[Entries for pointing and labeling]
▽

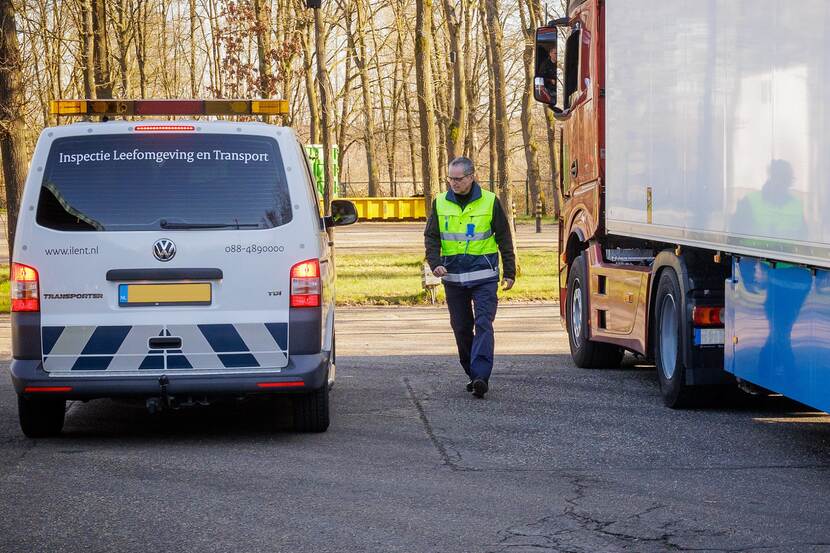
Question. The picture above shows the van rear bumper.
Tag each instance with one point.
(311, 370)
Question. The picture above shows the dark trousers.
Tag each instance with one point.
(472, 312)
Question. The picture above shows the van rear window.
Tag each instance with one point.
(128, 182)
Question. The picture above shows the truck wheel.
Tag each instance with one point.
(668, 345)
(586, 354)
(40, 418)
(311, 411)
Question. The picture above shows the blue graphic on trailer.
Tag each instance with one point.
(778, 329)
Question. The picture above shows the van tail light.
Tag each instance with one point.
(305, 284)
(24, 288)
(707, 316)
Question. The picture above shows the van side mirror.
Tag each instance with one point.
(343, 212)
(545, 76)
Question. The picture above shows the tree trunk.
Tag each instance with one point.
(141, 46)
(410, 134)
(426, 99)
(529, 21)
(310, 86)
(88, 49)
(101, 61)
(441, 100)
(326, 102)
(262, 12)
(12, 126)
(122, 42)
(194, 90)
(471, 83)
(495, 37)
(359, 48)
(456, 127)
(491, 103)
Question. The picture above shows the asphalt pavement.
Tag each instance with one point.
(555, 459)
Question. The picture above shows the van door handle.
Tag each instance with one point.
(165, 342)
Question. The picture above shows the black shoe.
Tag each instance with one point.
(479, 388)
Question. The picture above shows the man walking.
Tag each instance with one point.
(463, 237)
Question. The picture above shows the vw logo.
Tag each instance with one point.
(164, 249)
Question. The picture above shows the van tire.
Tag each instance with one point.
(41, 418)
(311, 411)
(585, 353)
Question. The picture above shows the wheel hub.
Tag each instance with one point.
(668, 337)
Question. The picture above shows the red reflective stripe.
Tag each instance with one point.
(707, 316)
(289, 384)
(164, 128)
(305, 301)
(30, 389)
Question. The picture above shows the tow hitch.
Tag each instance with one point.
(166, 402)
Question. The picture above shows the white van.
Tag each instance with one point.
(175, 262)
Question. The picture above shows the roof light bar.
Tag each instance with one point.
(164, 128)
(168, 107)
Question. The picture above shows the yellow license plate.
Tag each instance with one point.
(164, 294)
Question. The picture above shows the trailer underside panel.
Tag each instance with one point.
(777, 324)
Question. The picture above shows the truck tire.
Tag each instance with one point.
(40, 418)
(586, 354)
(311, 411)
(668, 344)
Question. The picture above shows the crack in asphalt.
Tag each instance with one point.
(546, 534)
(446, 459)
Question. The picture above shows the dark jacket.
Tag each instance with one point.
(500, 226)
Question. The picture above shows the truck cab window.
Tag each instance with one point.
(572, 49)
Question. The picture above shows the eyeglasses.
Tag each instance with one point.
(458, 179)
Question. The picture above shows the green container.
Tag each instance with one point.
(318, 170)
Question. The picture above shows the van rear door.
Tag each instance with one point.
(164, 251)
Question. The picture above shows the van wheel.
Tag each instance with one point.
(586, 354)
(311, 411)
(668, 345)
(40, 418)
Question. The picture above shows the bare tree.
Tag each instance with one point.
(495, 36)
(326, 102)
(529, 12)
(426, 99)
(358, 46)
(12, 126)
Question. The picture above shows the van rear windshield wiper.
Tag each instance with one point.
(169, 225)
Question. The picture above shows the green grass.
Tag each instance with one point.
(395, 279)
(5, 301)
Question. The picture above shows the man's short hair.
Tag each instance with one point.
(465, 163)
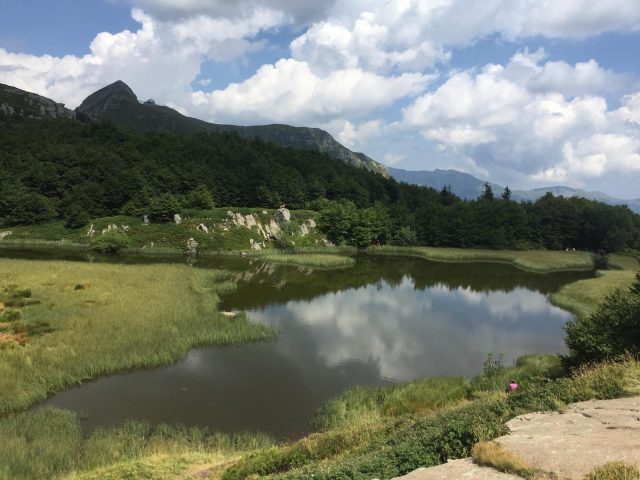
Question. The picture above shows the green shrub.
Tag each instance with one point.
(611, 332)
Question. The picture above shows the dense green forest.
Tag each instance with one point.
(51, 169)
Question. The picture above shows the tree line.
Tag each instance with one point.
(65, 169)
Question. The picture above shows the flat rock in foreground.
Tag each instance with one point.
(463, 469)
(572, 444)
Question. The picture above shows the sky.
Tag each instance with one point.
(528, 93)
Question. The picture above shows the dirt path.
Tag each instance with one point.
(568, 444)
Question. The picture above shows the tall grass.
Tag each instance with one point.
(305, 259)
(124, 317)
(49, 444)
(541, 261)
(363, 439)
(584, 296)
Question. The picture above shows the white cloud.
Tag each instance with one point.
(391, 158)
(533, 117)
(291, 92)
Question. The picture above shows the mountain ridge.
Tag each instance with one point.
(465, 185)
(118, 103)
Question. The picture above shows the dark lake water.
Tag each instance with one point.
(384, 320)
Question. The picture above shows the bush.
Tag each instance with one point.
(111, 242)
(611, 332)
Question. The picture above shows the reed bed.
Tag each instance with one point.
(306, 259)
(583, 297)
(541, 261)
(108, 318)
(133, 451)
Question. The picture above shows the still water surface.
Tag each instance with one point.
(382, 321)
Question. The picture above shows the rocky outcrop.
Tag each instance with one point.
(566, 445)
(192, 248)
(282, 215)
(20, 103)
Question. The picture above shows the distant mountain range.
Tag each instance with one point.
(119, 104)
(467, 186)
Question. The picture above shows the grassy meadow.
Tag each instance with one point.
(540, 261)
(102, 318)
(582, 297)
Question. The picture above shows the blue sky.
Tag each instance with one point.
(529, 93)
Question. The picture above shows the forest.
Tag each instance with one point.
(66, 169)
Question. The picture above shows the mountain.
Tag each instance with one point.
(467, 186)
(18, 103)
(119, 104)
(462, 184)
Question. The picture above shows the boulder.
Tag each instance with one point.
(282, 215)
(193, 247)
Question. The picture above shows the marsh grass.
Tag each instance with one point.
(305, 259)
(360, 438)
(614, 471)
(126, 317)
(583, 297)
(49, 444)
(541, 261)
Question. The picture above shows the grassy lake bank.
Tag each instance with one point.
(108, 318)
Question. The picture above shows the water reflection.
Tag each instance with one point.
(384, 320)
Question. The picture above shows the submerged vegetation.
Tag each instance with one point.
(104, 318)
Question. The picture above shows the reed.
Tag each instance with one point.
(541, 261)
(123, 317)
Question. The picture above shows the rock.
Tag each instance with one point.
(193, 247)
(282, 215)
(458, 469)
(573, 443)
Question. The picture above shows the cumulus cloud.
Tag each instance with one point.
(289, 91)
(533, 117)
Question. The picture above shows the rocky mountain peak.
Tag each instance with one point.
(111, 97)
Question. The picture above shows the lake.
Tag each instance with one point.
(385, 320)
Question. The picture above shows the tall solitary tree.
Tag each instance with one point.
(488, 192)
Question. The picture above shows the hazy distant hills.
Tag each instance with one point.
(467, 186)
(119, 104)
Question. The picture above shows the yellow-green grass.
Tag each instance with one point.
(305, 259)
(542, 261)
(584, 296)
(614, 471)
(49, 444)
(109, 318)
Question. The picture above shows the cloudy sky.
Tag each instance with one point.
(525, 92)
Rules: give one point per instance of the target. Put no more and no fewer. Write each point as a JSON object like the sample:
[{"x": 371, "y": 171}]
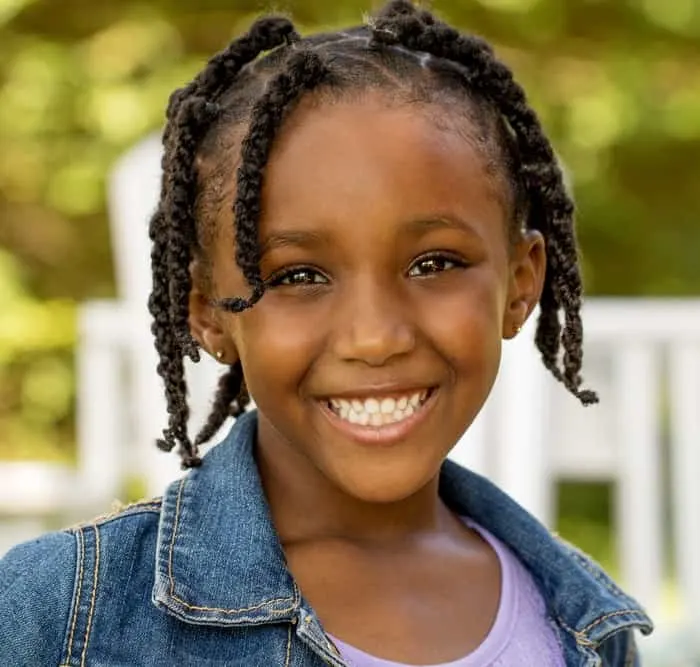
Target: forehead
[{"x": 374, "y": 155}]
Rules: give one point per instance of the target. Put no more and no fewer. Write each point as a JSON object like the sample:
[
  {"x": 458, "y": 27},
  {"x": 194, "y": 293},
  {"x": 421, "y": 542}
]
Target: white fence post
[
  {"x": 639, "y": 491},
  {"x": 685, "y": 472}
]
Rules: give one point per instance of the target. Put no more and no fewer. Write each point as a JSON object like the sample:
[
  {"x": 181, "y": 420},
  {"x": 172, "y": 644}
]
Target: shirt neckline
[{"x": 498, "y": 635}]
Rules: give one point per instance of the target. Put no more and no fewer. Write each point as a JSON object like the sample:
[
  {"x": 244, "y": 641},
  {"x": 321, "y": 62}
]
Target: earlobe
[
  {"x": 527, "y": 273},
  {"x": 207, "y": 327}
]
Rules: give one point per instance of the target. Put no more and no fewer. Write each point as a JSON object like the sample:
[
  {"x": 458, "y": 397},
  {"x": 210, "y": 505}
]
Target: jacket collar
[{"x": 219, "y": 560}]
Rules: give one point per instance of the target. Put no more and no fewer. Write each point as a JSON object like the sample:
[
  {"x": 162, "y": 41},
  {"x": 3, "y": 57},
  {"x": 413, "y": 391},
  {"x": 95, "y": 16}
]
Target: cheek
[
  {"x": 466, "y": 323},
  {"x": 277, "y": 343}
]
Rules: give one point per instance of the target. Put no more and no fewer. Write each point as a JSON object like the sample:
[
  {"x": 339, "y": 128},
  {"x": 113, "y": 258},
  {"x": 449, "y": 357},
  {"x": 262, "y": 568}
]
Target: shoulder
[
  {"x": 36, "y": 590},
  {"x": 43, "y": 582}
]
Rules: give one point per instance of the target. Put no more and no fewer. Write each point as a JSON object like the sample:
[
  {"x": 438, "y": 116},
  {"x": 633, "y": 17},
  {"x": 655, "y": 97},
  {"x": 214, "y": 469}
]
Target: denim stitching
[
  {"x": 128, "y": 510},
  {"x": 578, "y": 636},
  {"x": 235, "y": 611},
  {"x": 172, "y": 537},
  {"x": 289, "y": 646},
  {"x": 214, "y": 609},
  {"x": 79, "y": 592},
  {"x": 602, "y": 619},
  {"x": 94, "y": 595}
]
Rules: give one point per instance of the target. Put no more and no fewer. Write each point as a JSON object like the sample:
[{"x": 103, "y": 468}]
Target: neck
[{"x": 305, "y": 505}]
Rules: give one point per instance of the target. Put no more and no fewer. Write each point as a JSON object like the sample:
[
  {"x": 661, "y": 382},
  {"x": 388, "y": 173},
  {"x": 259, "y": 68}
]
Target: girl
[{"x": 350, "y": 223}]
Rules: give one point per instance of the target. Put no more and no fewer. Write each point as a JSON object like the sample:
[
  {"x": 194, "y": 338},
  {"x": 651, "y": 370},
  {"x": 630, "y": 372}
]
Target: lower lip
[{"x": 388, "y": 434}]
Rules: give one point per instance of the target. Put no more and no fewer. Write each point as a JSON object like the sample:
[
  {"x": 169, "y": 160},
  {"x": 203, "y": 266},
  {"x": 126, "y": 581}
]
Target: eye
[
  {"x": 297, "y": 276},
  {"x": 437, "y": 263}
]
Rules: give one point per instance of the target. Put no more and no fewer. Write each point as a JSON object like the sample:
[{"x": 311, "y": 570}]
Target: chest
[{"x": 401, "y": 605}]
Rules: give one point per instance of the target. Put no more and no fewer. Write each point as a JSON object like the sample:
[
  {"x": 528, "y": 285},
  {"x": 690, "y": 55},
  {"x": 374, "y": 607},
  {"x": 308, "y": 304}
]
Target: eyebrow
[
  {"x": 421, "y": 226},
  {"x": 296, "y": 238},
  {"x": 313, "y": 239}
]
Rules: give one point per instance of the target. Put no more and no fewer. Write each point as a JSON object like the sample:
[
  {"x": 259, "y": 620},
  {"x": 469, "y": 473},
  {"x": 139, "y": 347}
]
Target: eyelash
[
  {"x": 441, "y": 258},
  {"x": 278, "y": 279}
]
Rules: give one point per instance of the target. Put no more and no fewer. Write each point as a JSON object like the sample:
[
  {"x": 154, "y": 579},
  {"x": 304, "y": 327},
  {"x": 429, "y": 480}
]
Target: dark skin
[{"x": 402, "y": 278}]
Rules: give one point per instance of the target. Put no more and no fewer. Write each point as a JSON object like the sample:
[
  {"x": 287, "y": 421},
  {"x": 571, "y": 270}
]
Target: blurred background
[{"x": 83, "y": 86}]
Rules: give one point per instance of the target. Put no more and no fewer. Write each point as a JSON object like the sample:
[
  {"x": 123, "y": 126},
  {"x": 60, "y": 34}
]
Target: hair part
[{"x": 404, "y": 51}]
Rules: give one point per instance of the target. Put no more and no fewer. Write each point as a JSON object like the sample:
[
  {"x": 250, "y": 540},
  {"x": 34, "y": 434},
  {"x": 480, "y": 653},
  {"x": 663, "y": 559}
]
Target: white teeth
[{"x": 378, "y": 411}]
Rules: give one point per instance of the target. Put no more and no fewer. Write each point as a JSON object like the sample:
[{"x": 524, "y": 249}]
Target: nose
[{"x": 373, "y": 325}]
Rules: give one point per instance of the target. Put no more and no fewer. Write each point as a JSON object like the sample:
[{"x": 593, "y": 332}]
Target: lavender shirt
[{"x": 521, "y": 634}]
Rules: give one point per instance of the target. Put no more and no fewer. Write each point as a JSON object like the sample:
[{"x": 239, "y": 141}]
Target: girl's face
[{"x": 393, "y": 283}]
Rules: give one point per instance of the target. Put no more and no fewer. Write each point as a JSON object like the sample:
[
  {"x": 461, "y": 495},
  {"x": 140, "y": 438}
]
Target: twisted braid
[
  {"x": 394, "y": 52},
  {"x": 231, "y": 400},
  {"x": 190, "y": 114},
  {"x": 551, "y": 207},
  {"x": 304, "y": 71}
]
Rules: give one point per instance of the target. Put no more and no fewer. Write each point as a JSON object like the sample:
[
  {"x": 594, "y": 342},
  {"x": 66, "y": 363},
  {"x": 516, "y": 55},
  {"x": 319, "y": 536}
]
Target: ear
[
  {"x": 528, "y": 265},
  {"x": 206, "y": 321}
]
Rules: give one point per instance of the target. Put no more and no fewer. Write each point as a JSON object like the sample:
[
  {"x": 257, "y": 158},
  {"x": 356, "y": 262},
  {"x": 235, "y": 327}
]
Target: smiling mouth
[{"x": 380, "y": 410}]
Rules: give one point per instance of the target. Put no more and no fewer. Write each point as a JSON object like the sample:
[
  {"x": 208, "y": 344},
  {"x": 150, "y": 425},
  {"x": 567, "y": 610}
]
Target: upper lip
[{"x": 379, "y": 390}]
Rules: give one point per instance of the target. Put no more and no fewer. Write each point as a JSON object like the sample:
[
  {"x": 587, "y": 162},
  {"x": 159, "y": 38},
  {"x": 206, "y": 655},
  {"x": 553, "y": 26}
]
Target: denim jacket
[{"x": 199, "y": 578}]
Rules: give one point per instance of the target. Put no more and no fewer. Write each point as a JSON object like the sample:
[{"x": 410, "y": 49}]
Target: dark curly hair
[{"x": 253, "y": 85}]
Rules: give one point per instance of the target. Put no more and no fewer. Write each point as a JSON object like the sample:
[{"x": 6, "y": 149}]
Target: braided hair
[{"x": 253, "y": 85}]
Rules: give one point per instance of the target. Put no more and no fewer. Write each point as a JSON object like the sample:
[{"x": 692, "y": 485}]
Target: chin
[{"x": 381, "y": 488}]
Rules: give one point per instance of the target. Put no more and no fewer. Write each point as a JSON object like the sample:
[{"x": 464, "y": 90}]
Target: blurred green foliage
[{"x": 617, "y": 83}]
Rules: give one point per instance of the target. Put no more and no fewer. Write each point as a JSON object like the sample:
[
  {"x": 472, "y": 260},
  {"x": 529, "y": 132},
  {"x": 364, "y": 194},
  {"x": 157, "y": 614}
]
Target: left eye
[{"x": 430, "y": 265}]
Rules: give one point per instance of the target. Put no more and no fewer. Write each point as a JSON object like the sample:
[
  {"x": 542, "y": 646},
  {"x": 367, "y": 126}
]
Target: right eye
[{"x": 297, "y": 276}]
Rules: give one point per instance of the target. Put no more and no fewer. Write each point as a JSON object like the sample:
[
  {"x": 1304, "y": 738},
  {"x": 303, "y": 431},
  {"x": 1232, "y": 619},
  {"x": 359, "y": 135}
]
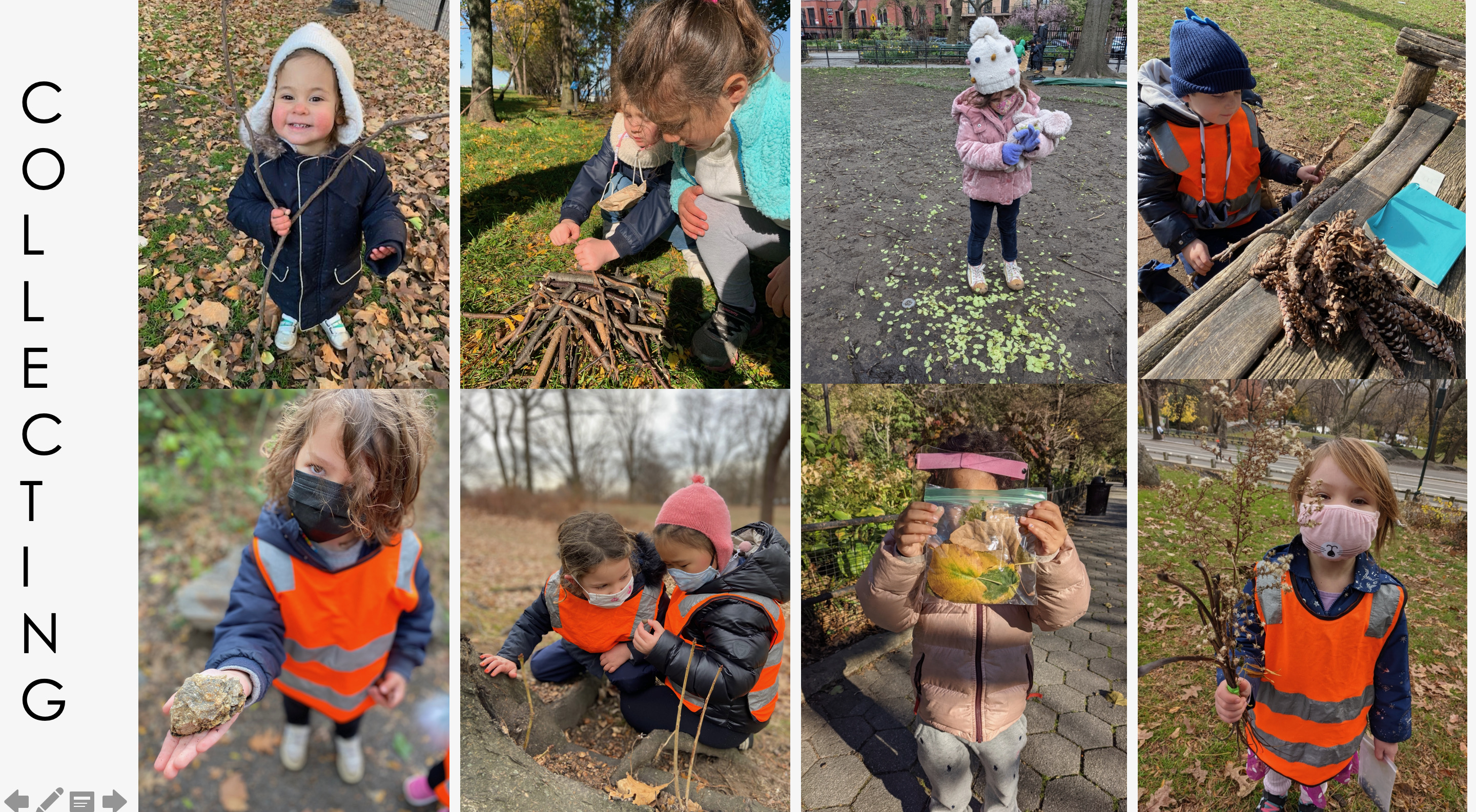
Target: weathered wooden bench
[{"x": 1232, "y": 328}]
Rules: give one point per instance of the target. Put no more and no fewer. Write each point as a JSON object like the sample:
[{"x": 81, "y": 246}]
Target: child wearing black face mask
[{"x": 333, "y": 603}]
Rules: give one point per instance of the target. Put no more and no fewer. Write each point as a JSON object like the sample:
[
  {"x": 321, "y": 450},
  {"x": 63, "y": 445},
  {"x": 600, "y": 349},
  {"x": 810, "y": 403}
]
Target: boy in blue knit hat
[{"x": 1200, "y": 156}]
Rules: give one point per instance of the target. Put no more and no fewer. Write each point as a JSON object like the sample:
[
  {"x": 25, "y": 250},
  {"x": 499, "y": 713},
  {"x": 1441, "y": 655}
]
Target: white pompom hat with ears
[
  {"x": 316, "y": 37},
  {"x": 992, "y": 66}
]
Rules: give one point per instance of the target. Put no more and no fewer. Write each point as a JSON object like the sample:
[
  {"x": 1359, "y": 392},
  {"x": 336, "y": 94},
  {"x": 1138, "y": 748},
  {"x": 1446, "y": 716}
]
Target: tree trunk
[
  {"x": 771, "y": 471},
  {"x": 479, "y": 18},
  {"x": 1091, "y": 54},
  {"x": 566, "y": 56}
]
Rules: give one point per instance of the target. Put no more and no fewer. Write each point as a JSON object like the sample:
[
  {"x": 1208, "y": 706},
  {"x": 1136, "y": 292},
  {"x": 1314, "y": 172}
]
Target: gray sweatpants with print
[
  {"x": 945, "y": 759},
  {"x": 732, "y": 234}
]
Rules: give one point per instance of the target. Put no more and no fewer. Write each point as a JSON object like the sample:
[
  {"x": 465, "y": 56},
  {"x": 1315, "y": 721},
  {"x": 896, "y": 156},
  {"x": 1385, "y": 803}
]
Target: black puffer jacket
[
  {"x": 731, "y": 634},
  {"x": 538, "y": 622},
  {"x": 318, "y": 270},
  {"x": 1159, "y": 185}
]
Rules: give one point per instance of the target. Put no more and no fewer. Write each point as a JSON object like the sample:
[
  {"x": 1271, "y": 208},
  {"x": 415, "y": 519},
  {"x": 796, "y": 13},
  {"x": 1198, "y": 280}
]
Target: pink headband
[{"x": 1012, "y": 468}]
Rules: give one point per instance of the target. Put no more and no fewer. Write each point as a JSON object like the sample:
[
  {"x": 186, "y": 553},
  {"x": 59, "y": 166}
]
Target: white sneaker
[
  {"x": 287, "y": 332},
  {"x": 694, "y": 266},
  {"x": 1015, "y": 278},
  {"x": 976, "y": 278},
  {"x": 351, "y": 759},
  {"x": 294, "y": 746},
  {"x": 337, "y": 332}
]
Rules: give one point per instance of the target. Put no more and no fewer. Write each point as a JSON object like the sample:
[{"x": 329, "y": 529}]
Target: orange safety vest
[
  {"x": 765, "y": 693},
  {"x": 597, "y": 630},
  {"x": 340, "y": 627},
  {"x": 1313, "y": 705},
  {"x": 1240, "y": 183}
]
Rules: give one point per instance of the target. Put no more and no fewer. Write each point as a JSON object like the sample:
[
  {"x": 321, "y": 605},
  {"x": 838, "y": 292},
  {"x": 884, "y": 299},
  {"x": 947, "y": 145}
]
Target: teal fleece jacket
[{"x": 762, "y": 129}]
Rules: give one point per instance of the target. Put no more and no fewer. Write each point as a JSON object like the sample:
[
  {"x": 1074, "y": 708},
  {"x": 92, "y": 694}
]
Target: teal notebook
[{"x": 1422, "y": 232}]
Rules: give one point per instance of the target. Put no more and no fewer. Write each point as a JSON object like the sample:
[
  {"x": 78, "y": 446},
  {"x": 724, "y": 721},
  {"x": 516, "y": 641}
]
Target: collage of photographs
[{"x": 944, "y": 517}]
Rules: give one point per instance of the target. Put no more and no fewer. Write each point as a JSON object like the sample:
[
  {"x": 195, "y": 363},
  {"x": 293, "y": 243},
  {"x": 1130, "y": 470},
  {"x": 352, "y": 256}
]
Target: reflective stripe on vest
[
  {"x": 338, "y": 628},
  {"x": 1310, "y": 718},
  {"x": 1178, "y": 148},
  {"x": 597, "y": 630},
  {"x": 764, "y": 697}
]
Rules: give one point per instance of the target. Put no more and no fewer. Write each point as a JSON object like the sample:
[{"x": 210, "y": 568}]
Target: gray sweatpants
[
  {"x": 945, "y": 759},
  {"x": 732, "y": 234}
]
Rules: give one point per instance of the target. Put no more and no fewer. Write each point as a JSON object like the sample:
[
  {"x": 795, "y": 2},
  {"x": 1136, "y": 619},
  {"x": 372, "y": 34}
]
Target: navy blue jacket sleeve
[
  {"x": 651, "y": 218},
  {"x": 381, "y": 219},
  {"x": 250, "y": 637},
  {"x": 412, "y": 634},
  {"x": 527, "y": 631},
  {"x": 1389, "y": 718},
  {"x": 589, "y": 183},
  {"x": 249, "y": 210}
]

△

## [Job]
Pull out every line of the items above that contains the string "mountain", copying each one in full. Letter case matters.

## [Solution to this problem]
Question. The picture above shows the mountain ridge.
Question. The picture above shows the distant mountain range.
Question. The picture above shows the mountain.
Question. The picture above shows the rocky mountain peak.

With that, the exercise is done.